● INFORMATION SUPPLIED
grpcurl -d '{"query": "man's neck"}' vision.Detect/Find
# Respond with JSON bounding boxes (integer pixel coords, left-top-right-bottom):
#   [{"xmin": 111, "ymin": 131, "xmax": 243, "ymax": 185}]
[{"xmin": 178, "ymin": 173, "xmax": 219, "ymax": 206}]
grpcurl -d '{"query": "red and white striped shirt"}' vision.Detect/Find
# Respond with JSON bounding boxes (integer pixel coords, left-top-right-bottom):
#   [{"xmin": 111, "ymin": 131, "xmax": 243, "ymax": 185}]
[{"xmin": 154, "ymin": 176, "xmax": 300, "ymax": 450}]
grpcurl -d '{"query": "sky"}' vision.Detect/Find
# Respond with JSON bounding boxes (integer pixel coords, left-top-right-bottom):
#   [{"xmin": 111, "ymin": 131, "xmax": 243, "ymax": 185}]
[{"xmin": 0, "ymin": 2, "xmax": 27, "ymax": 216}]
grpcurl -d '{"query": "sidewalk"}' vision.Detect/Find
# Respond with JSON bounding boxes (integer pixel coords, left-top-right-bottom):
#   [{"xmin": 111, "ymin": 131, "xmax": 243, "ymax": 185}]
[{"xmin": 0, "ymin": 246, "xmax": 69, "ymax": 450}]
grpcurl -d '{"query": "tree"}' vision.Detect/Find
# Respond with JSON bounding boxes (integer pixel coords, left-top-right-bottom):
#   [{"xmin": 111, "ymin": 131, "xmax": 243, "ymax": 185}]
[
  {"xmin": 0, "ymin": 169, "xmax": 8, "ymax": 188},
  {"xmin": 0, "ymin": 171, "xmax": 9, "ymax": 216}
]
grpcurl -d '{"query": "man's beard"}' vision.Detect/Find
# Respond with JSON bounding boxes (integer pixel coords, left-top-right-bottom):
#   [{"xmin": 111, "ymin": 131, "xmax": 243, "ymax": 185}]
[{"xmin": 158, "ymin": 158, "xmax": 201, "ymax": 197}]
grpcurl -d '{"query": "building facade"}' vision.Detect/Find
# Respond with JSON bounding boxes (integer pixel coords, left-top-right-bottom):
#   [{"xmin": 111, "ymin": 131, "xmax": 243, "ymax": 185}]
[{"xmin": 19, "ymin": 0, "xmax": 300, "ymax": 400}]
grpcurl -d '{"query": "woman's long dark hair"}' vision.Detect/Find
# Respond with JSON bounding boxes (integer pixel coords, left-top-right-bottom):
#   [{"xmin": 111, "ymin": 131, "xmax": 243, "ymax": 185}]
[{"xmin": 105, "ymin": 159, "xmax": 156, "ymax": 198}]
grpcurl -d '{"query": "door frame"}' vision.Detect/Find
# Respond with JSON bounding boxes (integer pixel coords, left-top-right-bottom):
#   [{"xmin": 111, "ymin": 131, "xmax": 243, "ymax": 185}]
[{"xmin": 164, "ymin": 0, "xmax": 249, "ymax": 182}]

==

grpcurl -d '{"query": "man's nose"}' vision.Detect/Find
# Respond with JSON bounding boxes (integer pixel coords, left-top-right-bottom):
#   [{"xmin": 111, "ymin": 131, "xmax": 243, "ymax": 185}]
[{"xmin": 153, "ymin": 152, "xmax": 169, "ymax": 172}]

● ABOUT THIS TASK
Would you please show every line of the material above that includes the string "Find"?

● ANSWER FOR THE TASK
grpcurl -d '{"query": "man's neck"}' vision.Detect/Find
grpcurl -d '{"query": "red and white striped shirt"}' vision.Detect/Find
grpcurl -d '{"query": "sky"}' vision.Detect/Find
grpcurl -d '{"query": "sidewalk"}' vision.Detect/Find
grpcurl -d '{"query": "tree"}' vision.Detect/Find
grpcurl -d '{"query": "man's beard"}' vision.Detect/Find
grpcurl -d '{"query": "building facade"}' vision.Detect/Find
grpcurl -d '{"query": "woman's long dark hair"}' vision.Detect/Find
grpcurl -d '{"query": "door frame"}' vision.Detect/Find
grpcurl -d '{"query": "man's nose"}' vision.Detect/Find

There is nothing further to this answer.